Reproduce the listing below character for character; drop every image.
⁂
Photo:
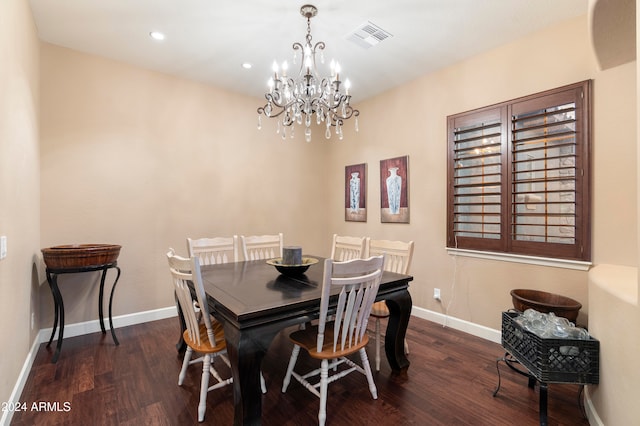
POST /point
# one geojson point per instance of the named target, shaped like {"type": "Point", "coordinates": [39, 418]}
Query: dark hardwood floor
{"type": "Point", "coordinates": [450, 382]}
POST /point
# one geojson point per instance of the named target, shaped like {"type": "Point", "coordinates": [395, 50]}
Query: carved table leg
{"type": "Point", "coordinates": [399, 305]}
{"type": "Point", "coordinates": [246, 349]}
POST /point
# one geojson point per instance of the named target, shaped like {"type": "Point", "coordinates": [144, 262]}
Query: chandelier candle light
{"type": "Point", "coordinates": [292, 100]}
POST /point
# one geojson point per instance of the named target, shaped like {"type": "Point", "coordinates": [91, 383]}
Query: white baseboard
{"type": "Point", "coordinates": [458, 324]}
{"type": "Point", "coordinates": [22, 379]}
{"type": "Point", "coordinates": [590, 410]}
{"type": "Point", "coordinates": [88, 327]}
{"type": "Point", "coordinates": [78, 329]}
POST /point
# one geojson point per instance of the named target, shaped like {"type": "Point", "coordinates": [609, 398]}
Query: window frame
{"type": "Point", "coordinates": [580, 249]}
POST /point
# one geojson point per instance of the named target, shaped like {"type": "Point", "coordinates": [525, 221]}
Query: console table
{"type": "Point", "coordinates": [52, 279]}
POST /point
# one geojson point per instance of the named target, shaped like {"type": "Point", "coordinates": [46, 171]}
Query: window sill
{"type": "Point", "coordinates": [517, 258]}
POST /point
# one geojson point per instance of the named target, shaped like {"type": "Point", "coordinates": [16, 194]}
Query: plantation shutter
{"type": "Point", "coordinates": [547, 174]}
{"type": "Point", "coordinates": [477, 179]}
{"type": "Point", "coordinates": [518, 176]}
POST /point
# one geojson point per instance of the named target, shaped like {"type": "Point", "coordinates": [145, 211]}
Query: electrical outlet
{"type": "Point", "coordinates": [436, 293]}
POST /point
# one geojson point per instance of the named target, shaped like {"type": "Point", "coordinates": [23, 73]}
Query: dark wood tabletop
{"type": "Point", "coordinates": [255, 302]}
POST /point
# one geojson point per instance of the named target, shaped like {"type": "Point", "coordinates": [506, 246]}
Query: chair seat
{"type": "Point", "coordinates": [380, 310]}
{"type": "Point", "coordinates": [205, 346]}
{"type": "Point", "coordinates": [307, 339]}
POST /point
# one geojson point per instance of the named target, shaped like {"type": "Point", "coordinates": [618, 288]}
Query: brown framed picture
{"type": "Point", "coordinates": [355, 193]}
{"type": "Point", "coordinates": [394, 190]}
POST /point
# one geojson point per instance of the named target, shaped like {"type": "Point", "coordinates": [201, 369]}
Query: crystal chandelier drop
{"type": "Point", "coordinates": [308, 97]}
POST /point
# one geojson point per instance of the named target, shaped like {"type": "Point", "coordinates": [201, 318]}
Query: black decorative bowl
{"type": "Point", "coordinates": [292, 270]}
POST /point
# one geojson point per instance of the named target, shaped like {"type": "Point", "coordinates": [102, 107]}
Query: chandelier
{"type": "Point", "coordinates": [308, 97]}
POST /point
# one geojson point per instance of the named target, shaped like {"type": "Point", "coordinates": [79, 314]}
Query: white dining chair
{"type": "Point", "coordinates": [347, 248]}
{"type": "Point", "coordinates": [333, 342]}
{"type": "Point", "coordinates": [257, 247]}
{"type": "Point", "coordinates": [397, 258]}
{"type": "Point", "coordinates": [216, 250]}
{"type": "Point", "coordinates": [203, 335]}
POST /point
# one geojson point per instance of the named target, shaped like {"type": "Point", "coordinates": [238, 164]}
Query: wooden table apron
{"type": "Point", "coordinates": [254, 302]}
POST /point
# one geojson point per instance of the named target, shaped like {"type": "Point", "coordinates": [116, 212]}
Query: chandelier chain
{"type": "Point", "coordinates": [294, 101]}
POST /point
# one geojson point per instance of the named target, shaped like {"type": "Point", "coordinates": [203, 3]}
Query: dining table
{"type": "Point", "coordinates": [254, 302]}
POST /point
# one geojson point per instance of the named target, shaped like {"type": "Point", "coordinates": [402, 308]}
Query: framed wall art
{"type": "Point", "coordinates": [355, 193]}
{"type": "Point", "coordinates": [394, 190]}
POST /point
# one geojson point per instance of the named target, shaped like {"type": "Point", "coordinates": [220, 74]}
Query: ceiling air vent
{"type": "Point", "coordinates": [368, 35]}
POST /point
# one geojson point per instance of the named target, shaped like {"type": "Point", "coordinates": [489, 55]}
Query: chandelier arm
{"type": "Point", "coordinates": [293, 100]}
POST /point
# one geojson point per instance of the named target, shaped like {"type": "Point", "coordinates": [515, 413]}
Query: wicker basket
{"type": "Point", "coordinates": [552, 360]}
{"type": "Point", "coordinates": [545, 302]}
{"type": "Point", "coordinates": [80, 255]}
⁂
_Worked answer_.
Photo:
POST /point
# one geojson point per instance of the named target, shaped like {"type": "Point", "coordinates": [39, 418]}
Query: dark hardwood floor
{"type": "Point", "coordinates": [450, 382]}
POST /point
# one geojson point per instance of the named target, shaped like {"type": "Point", "coordinates": [395, 50]}
Query: carved table leg
{"type": "Point", "coordinates": [399, 305]}
{"type": "Point", "coordinates": [246, 349]}
POST /point
# one geojson point per instance of the named target, shaped like {"type": "Point", "coordinates": [144, 262]}
Query: chandelier candle light
{"type": "Point", "coordinates": [292, 100]}
POST /point
# one geojson point per instance of the named target, shaped like {"type": "Point", "coordinates": [91, 383]}
Query: white baseboard
{"type": "Point", "coordinates": [458, 324]}
{"type": "Point", "coordinates": [22, 379]}
{"type": "Point", "coordinates": [590, 410]}
{"type": "Point", "coordinates": [88, 327]}
{"type": "Point", "coordinates": [78, 329]}
POST /point
# one geojson point per instance of the named target, shaped like {"type": "Point", "coordinates": [609, 398]}
Query: window frame
{"type": "Point", "coordinates": [580, 249]}
POST /point
# one geojson point per instance of the named target, shaped like {"type": "Point", "coordinates": [525, 221]}
Query: console table
{"type": "Point", "coordinates": [52, 279]}
POST /point
# one geojson point per instance of the named target, shaped like {"type": "Point", "coordinates": [46, 171]}
Query: window sill
{"type": "Point", "coordinates": [517, 258]}
POST /point
# one geojson point per instance of the named target, shaped like {"type": "Point", "coordinates": [16, 194]}
Query: plantation shutter
{"type": "Point", "coordinates": [547, 174]}
{"type": "Point", "coordinates": [477, 179]}
{"type": "Point", "coordinates": [518, 176]}
POST /point
# one geojson point per instance of the named target, shaped like {"type": "Point", "coordinates": [145, 211]}
Query: electrical outlet
{"type": "Point", "coordinates": [436, 293]}
POST /point
# one geojson point per instance of the named target, shaped like {"type": "Point", "coordinates": [23, 73]}
Query: dark wood tabletop
{"type": "Point", "coordinates": [255, 302]}
POST /point
# one geojson point per instance of the named target, shaped like {"type": "Point", "coordinates": [506, 246]}
Query: chair seat
{"type": "Point", "coordinates": [380, 310]}
{"type": "Point", "coordinates": [205, 346]}
{"type": "Point", "coordinates": [307, 339]}
POST /point
# one geojson point per instance of the named target, shaped like {"type": "Point", "coordinates": [618, 288]}
Query: brown framed picture
{"type": "Point", "coordinates": [355, 193]}
{"type": "Point", "coordinates": [394, 190]}
POST /point
# one geojson point per instance of the named target, shaped like {"type": "Point", "coordinates": [201, 369]}
Query: crystal chandelier drop
{"type": "Point", "coordinates": [308, 97]}
POST /point
# one geojson point per instance of the named target, shaped like {"type": "Point", "coordinates": [201, 318]}
Query: black decorative bowl
{"type": "Point", "coordinates": [292, 270]}
POST /point
# one geojson point per instance of the named target, shaped like {"type": "Point", "coordinates": [102, 107]}
Query: chandelier
{"type": "Point", "coordinates": [308, 97]}
POST /point
# one geojson point per instance of the named target, shaped like {"type": "Point", "coordinates": [79, 314]}
Query: white dining chair
{"type": "Point", "coordinates": [347, 248]}
{"type": "Point", "coordinates": [333, 342]}
{"type": "Point", "coordinates": [257, 247]}
{"type": "Point", "coordinates": [397, 258]}
{"type": "Point", "coordinates": [216, 250]}
{"type": "Point", "coordinates": [203, 335]}
POST /point
# one geojson point per instance of the named target, shaped like {"type": "Point", "coordinates": [238, 164]}
Query: wooden table apron
{"type": "Point", "coordinates": [254, 302]}
POST /point
# one geojson point per instance of the named target, shaped like {"type": "Point", "coordinates": [116, 212]}
Query: chandelier chain
{"type": "Point", "coordinates": [294, 101]}
POST /point
# one geojson point per instance of the named target, shaped like {"type": "Point", "coordinates": [203, 3]}
Query: dining table
{"type": "Point", "coordinates": [254, 302]}
POST /point
# one geojson point per instance of the named target, shaped like {"type": "Point", "coordinates": [402, 308]}
Query: framed wall art
{"type": "Point", "coordinates": [355, 193]}
{"type": "Point", "coordinates": [394, 190]}
POST /point
# one geojson point per instance of the named target, shaped like {"type": "Point", "coordinates": [220, 74]}
Query: ceiling air vent
{"type": "Point", "coordinates": [368, 35]}
POST /point
# one geojson point per instance of the named target, shaped like {"type": "Point", "coordinates": [489, 55]}
Query: chandelier arm
{"type": "Point", "coordinates": [293, 100]}
POST /point
# one geojson point per instance of the named target, shaped like {"type": "Point", "coordinates": [515, 413]}
Query: wicker basket
{"type": "Point", "coordinates": [552, 360]}
{"type": "Point", "coordinates": [545, 302]}
{"type": "Point", "coordinates": [80, 255]}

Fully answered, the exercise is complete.